Segment Start: ENTRIES SHOWN

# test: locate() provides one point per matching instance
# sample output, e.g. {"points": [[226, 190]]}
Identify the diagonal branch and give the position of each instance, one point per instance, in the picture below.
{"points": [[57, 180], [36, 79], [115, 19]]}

Segment End: ENTRIES SHOWN
Segment Start: ENTRIES SHOWN

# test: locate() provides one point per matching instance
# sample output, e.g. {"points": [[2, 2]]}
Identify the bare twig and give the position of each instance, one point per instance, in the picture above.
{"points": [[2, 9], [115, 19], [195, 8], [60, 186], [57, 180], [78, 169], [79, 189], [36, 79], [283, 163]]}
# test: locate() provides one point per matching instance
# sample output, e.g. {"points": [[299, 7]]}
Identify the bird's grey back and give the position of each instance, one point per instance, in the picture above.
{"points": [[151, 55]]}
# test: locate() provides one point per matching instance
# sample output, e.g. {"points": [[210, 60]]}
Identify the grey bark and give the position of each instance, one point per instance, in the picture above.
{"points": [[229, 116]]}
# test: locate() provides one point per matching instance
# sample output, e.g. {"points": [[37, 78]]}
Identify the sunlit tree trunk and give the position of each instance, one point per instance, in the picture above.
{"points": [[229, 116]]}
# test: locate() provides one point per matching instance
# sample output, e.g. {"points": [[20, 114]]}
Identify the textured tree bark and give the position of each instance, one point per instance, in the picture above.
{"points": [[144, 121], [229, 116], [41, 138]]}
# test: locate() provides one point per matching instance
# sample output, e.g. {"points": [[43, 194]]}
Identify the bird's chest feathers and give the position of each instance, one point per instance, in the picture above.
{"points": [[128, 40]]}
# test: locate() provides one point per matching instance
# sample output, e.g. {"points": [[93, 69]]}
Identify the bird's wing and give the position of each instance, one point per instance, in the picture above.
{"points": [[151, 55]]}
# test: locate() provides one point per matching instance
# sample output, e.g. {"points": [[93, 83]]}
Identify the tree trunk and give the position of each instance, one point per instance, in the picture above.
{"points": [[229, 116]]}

Segment End: ENTRIES SHOWN
Segment Start: ENTRIES SHOWN

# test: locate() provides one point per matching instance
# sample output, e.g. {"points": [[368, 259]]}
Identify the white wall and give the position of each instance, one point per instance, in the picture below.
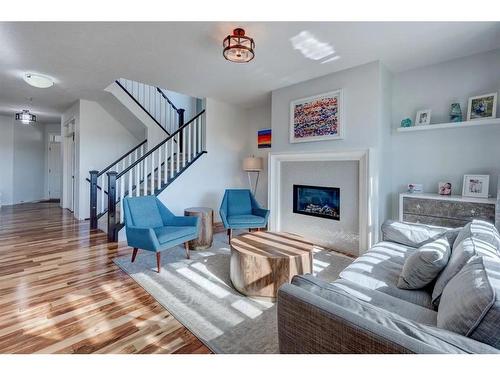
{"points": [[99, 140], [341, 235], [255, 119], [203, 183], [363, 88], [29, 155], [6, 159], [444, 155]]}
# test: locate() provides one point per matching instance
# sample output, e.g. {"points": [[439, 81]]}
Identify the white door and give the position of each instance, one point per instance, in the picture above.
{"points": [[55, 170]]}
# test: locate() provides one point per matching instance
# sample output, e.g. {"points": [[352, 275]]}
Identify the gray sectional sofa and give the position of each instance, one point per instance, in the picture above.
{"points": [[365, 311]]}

Segment End: ENTRIES SHOWN

▸ **EXERCISE**
Check the listing above for "output". Show every line where it turns up.

▸ **RESPONSE TO THE TASK**
# sample output, e.g. {"points": [[226, 190]]}
# sample output, e.g. {"points": [[2, 2]]}
# sample output, e.g. {"points": [[299, 7]]}
# sample output, e.g. {"points": [[210, 60]]}
# sample output, e.g. {"points": [[37, 78]]}
# sample output, e.g. {"points": [[20, 114]]}
# sample output, e.g. {"points": [[43, 194]]}
# sample output, e.g. {"points": [[93, 69]]}
# sample output, e.g. {"points": [[93, 83]]}
# sample output, e.g. {"points": [[368, 259]]}
# sample output, e.g. {"points": [[439, 81]]}
# sample output, e.g. {"points": [[352, 275]]}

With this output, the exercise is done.